Directions:
Track down each line below containing the string "glass" and copy it.
──────── Information ────────
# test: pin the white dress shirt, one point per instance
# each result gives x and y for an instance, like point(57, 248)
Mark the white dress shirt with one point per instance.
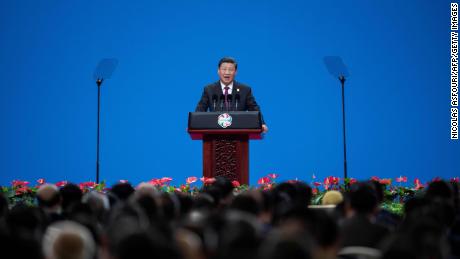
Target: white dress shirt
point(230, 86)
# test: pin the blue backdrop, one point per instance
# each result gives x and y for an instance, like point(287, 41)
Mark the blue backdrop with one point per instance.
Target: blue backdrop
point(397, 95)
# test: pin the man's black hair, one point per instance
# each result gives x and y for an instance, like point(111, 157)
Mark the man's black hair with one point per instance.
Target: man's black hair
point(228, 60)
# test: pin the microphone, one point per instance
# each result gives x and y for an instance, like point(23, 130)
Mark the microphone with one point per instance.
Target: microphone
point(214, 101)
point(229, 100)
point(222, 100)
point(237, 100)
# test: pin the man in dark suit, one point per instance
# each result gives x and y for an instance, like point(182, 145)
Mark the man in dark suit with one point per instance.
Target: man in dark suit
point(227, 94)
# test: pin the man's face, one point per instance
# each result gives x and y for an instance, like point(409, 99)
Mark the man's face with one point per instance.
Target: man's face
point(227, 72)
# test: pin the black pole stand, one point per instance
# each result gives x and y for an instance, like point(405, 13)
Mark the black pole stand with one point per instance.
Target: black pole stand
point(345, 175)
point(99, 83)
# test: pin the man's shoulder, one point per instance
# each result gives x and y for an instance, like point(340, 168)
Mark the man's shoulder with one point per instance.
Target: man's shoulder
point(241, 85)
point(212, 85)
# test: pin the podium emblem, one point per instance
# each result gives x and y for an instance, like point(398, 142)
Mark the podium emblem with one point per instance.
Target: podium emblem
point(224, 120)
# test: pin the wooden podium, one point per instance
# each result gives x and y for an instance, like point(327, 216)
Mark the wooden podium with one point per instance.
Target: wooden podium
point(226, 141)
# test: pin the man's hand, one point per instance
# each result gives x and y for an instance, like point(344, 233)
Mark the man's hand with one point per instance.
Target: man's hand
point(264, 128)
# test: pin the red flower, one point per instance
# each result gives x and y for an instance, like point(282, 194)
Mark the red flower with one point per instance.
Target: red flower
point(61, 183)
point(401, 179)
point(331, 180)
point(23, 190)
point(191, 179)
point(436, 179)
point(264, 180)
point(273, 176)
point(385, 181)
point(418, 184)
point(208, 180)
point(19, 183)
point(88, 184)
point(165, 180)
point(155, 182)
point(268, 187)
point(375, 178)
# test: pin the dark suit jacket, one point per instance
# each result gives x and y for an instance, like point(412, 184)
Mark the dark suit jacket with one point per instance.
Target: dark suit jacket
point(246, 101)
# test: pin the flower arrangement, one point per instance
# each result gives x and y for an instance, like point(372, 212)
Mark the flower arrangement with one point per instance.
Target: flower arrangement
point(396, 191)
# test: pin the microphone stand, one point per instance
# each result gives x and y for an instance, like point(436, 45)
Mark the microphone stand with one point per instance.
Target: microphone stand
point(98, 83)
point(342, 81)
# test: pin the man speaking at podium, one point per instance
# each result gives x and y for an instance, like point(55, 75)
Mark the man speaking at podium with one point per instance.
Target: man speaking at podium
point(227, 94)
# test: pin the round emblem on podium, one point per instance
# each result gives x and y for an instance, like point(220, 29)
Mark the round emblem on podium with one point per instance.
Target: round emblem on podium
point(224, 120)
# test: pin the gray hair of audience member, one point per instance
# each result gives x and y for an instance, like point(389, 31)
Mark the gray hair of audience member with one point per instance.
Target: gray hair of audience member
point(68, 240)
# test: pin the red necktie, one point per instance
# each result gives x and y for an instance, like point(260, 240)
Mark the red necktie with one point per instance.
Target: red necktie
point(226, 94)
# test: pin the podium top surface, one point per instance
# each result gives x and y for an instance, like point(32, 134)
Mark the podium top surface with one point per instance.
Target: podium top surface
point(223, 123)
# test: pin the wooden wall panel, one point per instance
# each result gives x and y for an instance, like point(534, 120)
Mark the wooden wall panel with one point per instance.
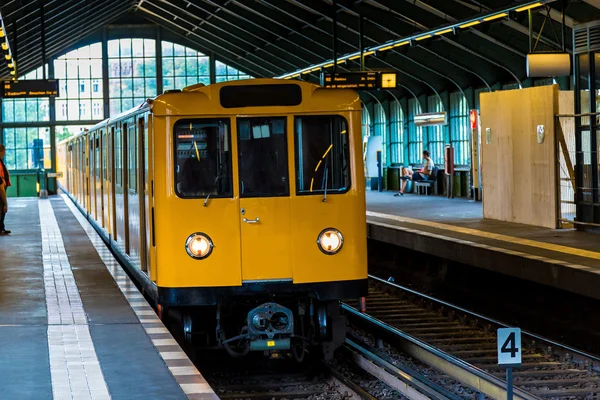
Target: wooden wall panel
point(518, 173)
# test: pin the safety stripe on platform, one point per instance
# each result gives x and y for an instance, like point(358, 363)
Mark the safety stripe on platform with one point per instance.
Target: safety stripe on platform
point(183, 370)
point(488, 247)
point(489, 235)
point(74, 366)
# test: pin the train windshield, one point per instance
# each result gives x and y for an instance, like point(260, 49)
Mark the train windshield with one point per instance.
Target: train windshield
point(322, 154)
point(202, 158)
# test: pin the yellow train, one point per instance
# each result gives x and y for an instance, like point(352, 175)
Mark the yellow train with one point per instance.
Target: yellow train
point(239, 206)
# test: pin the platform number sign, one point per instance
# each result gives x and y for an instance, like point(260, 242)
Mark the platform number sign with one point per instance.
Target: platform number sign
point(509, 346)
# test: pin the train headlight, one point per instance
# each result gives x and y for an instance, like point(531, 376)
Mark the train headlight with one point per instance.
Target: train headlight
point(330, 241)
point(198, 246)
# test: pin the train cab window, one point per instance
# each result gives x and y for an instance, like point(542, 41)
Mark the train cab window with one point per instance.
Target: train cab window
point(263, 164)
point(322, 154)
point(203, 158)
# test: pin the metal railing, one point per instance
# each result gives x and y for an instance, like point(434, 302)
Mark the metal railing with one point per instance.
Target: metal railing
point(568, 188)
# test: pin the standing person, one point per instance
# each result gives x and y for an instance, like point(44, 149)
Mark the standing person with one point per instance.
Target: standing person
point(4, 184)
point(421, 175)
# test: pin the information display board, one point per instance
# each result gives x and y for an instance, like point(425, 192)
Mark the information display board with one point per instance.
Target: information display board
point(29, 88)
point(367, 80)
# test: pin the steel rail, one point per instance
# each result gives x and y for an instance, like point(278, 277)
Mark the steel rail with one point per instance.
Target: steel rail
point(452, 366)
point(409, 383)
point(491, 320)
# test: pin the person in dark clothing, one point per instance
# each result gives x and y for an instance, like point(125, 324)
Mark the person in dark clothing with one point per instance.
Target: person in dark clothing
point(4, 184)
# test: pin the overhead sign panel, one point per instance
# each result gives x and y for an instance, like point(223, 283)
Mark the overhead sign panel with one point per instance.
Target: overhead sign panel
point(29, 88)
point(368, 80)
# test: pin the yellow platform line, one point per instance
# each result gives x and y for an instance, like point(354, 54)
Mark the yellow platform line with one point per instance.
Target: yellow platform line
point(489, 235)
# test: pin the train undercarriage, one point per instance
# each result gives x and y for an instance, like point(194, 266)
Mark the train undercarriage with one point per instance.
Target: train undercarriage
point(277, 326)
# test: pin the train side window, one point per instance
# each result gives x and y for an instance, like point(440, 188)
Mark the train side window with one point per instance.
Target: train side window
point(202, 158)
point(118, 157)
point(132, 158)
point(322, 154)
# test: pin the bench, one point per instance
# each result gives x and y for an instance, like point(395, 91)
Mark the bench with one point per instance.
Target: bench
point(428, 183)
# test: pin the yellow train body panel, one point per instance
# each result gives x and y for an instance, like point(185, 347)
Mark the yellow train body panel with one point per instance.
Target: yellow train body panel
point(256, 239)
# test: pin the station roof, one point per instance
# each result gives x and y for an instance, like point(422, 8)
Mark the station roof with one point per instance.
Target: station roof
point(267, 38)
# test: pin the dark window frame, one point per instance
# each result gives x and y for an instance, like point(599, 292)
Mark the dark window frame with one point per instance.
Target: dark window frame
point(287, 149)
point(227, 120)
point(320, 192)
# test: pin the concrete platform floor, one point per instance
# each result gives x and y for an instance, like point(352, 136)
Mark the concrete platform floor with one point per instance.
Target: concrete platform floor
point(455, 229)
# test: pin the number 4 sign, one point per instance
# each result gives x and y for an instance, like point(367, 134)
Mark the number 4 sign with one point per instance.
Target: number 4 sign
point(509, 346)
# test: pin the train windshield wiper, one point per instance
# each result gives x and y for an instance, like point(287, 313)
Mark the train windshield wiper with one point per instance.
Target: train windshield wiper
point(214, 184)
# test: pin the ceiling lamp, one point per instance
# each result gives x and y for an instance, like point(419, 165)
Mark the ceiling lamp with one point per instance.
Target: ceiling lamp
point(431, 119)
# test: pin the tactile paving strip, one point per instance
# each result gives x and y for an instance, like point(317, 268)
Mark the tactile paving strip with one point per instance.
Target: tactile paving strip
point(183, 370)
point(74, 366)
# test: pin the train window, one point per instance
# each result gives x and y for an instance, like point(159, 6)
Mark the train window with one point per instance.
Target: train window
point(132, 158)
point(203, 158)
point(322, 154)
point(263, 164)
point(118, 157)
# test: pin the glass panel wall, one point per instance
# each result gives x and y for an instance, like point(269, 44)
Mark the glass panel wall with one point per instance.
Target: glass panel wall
────────
──────── Information ────────
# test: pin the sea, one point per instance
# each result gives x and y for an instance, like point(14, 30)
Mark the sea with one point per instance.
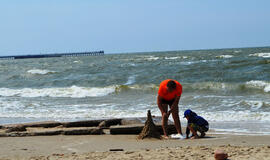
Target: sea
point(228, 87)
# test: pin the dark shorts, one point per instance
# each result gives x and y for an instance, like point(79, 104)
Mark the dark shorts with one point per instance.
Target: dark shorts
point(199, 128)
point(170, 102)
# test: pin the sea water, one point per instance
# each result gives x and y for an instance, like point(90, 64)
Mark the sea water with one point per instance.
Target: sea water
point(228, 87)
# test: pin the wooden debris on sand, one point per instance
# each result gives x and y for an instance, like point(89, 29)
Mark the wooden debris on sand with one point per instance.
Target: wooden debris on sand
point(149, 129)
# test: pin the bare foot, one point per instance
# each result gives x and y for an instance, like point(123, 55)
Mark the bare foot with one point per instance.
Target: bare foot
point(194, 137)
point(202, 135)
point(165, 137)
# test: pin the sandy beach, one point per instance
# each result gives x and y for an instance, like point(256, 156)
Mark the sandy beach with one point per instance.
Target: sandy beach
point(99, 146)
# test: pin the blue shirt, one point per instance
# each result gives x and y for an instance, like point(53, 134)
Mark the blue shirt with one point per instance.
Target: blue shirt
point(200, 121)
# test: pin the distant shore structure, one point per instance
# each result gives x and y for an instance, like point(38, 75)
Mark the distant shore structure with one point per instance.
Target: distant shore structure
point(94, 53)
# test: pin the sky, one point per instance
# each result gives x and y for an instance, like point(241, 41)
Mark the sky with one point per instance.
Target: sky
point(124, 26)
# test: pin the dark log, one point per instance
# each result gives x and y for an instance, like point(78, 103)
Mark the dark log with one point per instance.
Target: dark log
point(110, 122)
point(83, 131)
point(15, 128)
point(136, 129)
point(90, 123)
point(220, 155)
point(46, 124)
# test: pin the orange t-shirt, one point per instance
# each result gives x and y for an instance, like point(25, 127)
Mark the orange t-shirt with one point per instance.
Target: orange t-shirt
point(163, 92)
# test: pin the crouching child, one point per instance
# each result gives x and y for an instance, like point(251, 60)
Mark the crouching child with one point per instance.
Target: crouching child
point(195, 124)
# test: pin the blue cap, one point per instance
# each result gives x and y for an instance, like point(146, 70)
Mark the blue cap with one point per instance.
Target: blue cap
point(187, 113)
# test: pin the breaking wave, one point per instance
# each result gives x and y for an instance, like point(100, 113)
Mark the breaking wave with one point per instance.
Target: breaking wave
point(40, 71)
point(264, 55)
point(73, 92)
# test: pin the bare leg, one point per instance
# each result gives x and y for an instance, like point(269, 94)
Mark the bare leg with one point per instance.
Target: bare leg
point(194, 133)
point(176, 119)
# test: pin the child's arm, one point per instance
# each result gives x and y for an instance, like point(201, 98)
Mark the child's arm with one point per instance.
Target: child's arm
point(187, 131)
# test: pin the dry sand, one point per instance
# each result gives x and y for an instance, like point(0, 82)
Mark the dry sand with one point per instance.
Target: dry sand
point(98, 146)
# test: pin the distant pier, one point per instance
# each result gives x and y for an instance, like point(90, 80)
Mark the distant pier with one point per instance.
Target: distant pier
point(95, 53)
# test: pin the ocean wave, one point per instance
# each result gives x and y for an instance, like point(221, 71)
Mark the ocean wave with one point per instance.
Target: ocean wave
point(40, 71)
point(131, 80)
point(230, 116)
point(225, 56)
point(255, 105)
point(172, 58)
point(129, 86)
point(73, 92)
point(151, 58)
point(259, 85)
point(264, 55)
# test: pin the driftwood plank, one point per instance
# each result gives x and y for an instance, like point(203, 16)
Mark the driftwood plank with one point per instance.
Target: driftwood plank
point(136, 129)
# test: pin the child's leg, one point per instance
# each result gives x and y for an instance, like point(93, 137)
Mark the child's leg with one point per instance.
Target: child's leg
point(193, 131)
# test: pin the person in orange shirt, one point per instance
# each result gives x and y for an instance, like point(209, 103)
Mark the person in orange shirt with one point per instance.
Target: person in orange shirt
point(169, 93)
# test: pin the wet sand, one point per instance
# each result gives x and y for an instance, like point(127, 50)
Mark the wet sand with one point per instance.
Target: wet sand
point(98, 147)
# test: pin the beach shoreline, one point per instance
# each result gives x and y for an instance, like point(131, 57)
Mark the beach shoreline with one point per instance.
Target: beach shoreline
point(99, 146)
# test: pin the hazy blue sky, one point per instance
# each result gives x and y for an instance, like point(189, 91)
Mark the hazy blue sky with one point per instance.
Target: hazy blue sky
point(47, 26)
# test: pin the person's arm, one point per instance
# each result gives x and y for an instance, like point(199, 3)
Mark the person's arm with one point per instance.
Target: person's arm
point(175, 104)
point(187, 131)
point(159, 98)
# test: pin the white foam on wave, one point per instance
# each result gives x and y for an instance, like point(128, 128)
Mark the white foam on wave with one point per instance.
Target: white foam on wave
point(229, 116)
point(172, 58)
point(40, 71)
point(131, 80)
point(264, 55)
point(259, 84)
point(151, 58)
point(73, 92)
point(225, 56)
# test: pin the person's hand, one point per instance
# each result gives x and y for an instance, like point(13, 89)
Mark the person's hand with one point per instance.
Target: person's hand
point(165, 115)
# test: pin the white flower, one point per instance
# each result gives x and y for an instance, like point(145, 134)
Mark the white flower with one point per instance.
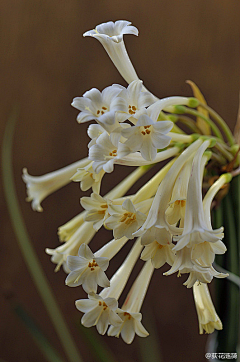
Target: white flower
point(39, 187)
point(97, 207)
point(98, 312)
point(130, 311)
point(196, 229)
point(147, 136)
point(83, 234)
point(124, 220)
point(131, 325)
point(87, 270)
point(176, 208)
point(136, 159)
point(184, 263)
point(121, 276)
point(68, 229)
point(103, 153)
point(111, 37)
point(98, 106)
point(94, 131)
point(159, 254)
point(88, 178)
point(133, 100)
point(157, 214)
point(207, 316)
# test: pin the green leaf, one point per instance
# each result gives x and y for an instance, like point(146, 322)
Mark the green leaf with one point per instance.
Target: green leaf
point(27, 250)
────────
Solved problem:
# test: pin the glass panel wall, one point per instance
Mark the glass panel wall with one point per instance.
Target: glass panel wall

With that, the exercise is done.